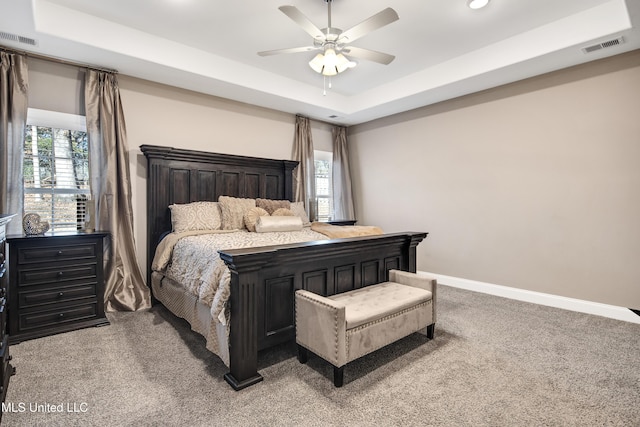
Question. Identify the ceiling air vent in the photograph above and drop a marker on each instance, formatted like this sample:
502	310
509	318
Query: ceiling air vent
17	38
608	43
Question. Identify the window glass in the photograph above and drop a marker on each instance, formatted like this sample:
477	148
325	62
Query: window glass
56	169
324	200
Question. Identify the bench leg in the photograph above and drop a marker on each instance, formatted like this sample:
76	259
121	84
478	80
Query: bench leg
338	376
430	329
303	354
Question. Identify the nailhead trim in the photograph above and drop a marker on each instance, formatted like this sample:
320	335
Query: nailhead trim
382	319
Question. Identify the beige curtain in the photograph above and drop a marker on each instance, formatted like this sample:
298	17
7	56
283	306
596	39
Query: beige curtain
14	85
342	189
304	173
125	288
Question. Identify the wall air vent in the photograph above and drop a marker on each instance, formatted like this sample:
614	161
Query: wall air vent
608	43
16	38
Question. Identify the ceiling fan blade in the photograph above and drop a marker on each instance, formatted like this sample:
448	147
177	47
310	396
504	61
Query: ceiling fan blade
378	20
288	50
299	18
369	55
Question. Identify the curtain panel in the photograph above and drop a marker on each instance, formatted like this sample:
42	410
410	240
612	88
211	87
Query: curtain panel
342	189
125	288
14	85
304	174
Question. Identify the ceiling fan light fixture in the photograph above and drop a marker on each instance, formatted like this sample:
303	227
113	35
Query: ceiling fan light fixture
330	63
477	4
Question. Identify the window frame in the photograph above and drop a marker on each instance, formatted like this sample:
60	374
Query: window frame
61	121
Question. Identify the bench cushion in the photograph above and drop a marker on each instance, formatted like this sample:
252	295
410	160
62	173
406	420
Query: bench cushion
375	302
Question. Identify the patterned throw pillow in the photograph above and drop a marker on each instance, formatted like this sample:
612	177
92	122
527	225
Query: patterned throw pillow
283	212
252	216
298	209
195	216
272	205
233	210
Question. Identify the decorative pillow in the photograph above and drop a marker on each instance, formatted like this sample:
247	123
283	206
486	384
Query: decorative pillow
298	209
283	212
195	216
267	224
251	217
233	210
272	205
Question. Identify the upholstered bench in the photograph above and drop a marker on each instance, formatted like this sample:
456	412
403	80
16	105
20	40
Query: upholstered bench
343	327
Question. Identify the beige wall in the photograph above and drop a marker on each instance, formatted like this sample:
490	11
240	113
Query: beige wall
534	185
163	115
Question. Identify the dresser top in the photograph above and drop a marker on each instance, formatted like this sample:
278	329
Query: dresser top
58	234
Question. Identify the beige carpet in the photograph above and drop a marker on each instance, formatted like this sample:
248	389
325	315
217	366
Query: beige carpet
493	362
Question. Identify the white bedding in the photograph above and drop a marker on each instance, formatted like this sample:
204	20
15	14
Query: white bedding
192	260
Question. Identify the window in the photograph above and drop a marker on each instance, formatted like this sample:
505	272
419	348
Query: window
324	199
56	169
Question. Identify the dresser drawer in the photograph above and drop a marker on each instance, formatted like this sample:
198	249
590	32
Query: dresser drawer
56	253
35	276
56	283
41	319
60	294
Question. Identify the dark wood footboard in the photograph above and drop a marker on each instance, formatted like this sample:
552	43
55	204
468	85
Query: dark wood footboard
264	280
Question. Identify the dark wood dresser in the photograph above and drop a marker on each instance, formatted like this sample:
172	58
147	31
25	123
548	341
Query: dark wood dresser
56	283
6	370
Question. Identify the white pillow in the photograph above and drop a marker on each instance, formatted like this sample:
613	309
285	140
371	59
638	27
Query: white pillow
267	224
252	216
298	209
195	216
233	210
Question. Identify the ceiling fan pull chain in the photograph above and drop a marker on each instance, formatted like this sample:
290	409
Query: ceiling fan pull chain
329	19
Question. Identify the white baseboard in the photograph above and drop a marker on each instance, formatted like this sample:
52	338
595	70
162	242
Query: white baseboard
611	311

▸ **WHAT IS NEEDED**
Arrange each line of the rows above as a Markdown table with the columns No. and Line, numbering the lines in order. Skip blank lines and leave the pictures out.

▸ **TASK RESPONSE**
| No. | Line |
|---|---|
| 1 | Question. Identify the ceiling air vent in the photograph above and drop a marker on each instance, formatted like this sample: |
| 2 | 502	310 |
| 3 | 509	318 |
| 4 | Query: ceiling air vent |
| 5 | 17	38 |
| 6 | 608	43 |
| 7 | Question. Identify the window glass in the photograph above and drop a marker on each instance, formatted like this sample: |
| 8 | 477	148 |
| 9 | 325	62 |
| 10 | Query: window glass |
| 11 | 56	169 |
| 12 | 324	200 |
| 13 | Question. Identify the bench leg in the photograph above and drop a marker on each instance, formatted like this sample: |
| 14 | 76	259 |
| 15 | 121	84 |
| 16 | 478	80 |
| 17 | Query: bench leg |
| 18 | 338	376 |
| 19 | 430	329 |
| 20 | 303	354 |
| 21 | Question. Identify the nailhead trim in the photograph above and drop a marker on each instance, formatted like this sample: |
| 22 | 320	335 |
| 23 | Query: nailhead trim |
| 24 | 382	319 |
| 25 | Question. Identify the beige curtain in the photograph above and drop a marker on each instance, formatted like this sample: |
| 26 | 298	17 |
| 27 | 7	56 |
| 28 | 283	306 |
| 29 | 596	39 |
| 30 | Query: beige curtain |
| 31 | 14	85 |
| 32 | 342	189 |
| 33 | 304	173 |
| 34 | 125	288 |
| 35 | Question. Identify the wall air vent in the photograph above and drop a marker on each instance, formatted like this sample: |
| 36 | 614	161 |
| 37 | Query: wall air vent |
| 38 | 608	43 |
| 39 | 16	38 |
| 40 | Question. Identify the ceiling fan blade in the photograph above and drop a marker on each instance, formatted like this sample: |
| 41 | 448	147 |
| 42 | 177	47 |
| 43 | 310	396 |
| 44 | 504	61 |
| 45 | Query: ceiling fan blade |
| 46 | 378	20 |
| 47 | 288	50 |
| 48 | 299	18 |
| 49 | 369	55 |
| 50 | Question. Identify the curtain panel in the photograph above and drop a marker on each instance, formatted like this sample: |
| 51 | 42	410 |
| 52 | 410	240 |
| 53 | 612	88 |
| 54 | 211	87 |
| 55 | Query: curtain panel |
| 56 | 342	189 |
| 57 | 125	288 |
| 58 | 14	85 |
| 59 | 304	174 |
| 60 | Question. Identify the ceiling fan light fixture in the photograph above and drop a marker on each instance, formatted like this sample: |
| 61 | 303	227 |
| 62 | 113	35 |
| 63 | Query: ceiling fan light fixture |
| 64 | 330	63 |
| 65 | 477	4 |
| 66 | Question. Identify the window frame in the photograph above and drop a marker on each instance, formatted like this sample: |
| 67 | 60	374 |
| 68 | Query: window frame |
| 69 | 61	121 |
| 70 | Question. Identify the bench cushion in the photograph above and drop a marker on each instance, formatted like this sample: |
| 71 | 252	295 |
| 72 | 410	160 |
| 73 | 62	173 |
| 74 | 406	420 |
| 75 | Query: bench cushion |
| 76 | 375	302 |
| 77 | Question. Identify the patterned throw pillow in the photograph above and drop a marker on each instance, formatted like this sample: |
| 78 | 612	177 |
| 79 | 92	122 |
| 80 | 527	225 |
| 81 | Query: patterned throw pillow |
| 82 | 283	212 |
| 83 | 252	216 |
| 84 | 298	209 |
| 85 | 195	216 |
| 86 | 272	205 |
| 87 | 233	210 |
| 88 | Question. Identify the decorative pillow in the photograph above and drop a marker on each instance, formatted like this sample: |
| 89 | 247	123 |
| 90 | 283	206 |
| 91 | 486	384 |
| 92 | Query: decorative pillow |
| 93 | 298	209 |
| 94 | 283	212 |
| 95 | 195	216 |
| 96 | 267	224 |
| 97 | 251	217 |
| 98 | 233	210 |
| 99 | 272	205 |
| 100 | Question. Identify the upholstered bench in the photograph above and drop a marker on each instance, formatted like this sample: |
| 101 | 456	412 |
| 102 | 403	80 |
| 103 | 16	105 |
| 104 | 20	40 |
| 105 | Query: upholstered bench |
| 106 | 343	327 |
| 107 | Question. Identify the beige wall in the photograph above and drop a marker on each instance, formatted like this sample: |
| 108 | 490	11 |
| 109 | 240	113 |
| 110 | Query: beige wall |
| 111 | 534	185 |
| 112 | 163	115 |
| 113 | Question. Identify the dresser top in the photograph above and drop a marker on each instance, formatted like this sample: |
| 114 | 278	329 |
| 115 | Query: dresser top |
| 116 | 58	234 |
| 117 | Question. Identify the beige carpet in the photograph above and drop a marker on each instance, formatted like this sample: |
| 118 | 248	389 |
| 119 | 325	315 |
| 120 | 217	366 |
| 121 | Query: beige carpet |
| 122 | 493	362 |
| 123 | Question. Identify the white bedding in the photograph above and drop a marker on each instance, formatted like this sample: |
| 124 | 204	20 |
| 125 | 15	14 |
| 126 | Query: white bedding |
| 127 | 192	260 |
| 128 | Question. Identify the window in the photograph above and drop a marker on each instance, formatted like this sample: |
| 129 | 505	272 |
| 130 | 419	348 |
| 131 | Query: window |
| 132 | 324	199 |
| 133 | 56	169 |
| 134 | Question. Identify the dresser drawer in the photograph above and drop a marker on each instance, formatted like this sample: |
| 135 | 198	249 |
| 136 | 590	32 |
| 137 | Query: dresser drawer |
| 138 | 56	253 |
| 139 | 35	276 |
| 140 | 56	283 |
| 141 | 41	319 |
| 142 | 60	294 |
| 143 | Question. Identify the dark wood footboard in the photograph above and drop a marker on each instance, formatted like this sample: |
| 144 | 552	43 |
| 145 | 55	204 |
| 146 | 468	85 |
| 147 | Query: dark wood footboard |
| 148 | 264	280 |
| 149 | Question. Identify the dark wood dresser in the photograph above and drop a marker on each instance, formatted like this sample: |
| 150 | 172	58 |
| 151 | 147	31 |
| 152 | 25	123 |
| 153 | 548	341 |
| 154 | Query: dark wood dresser |
| 155 | 56	283 |
| 156 | 6	370 |
| 157 | Question. Identify the white pillow in the photograph above and drop a marker on each instance, formatted like this sample: |
| 158 | 613	309 |
| 159 | 285	140 |
| 160 | 371	59 |
| 161 | 638	27 |
| 162 | Query: white pillow |
| 163 | 267	224 |
| 164 | 252	216 |
| 165 | 298	209 |
| 166 | 195	216 |
| 167 | 233	210 |
| 168 | Question. Identify the ceiling fan pull chain in the photograph above and drop a marker on each instance, formatted like this sample: |
| 169 | 290	409 |
| 170 | Query: ceiling fan pull chain |
| 171 | 329	19 |
| 172 | Question. Identify the white baseboard in the photograph above and drop a marker on each instance, formatted like this sample: |
| 173 | 52	338 |
| 174 | 595	70 |
| 175 | 162	242 |
| 176 | Query: white baseboard |
| 177 | 611	311 |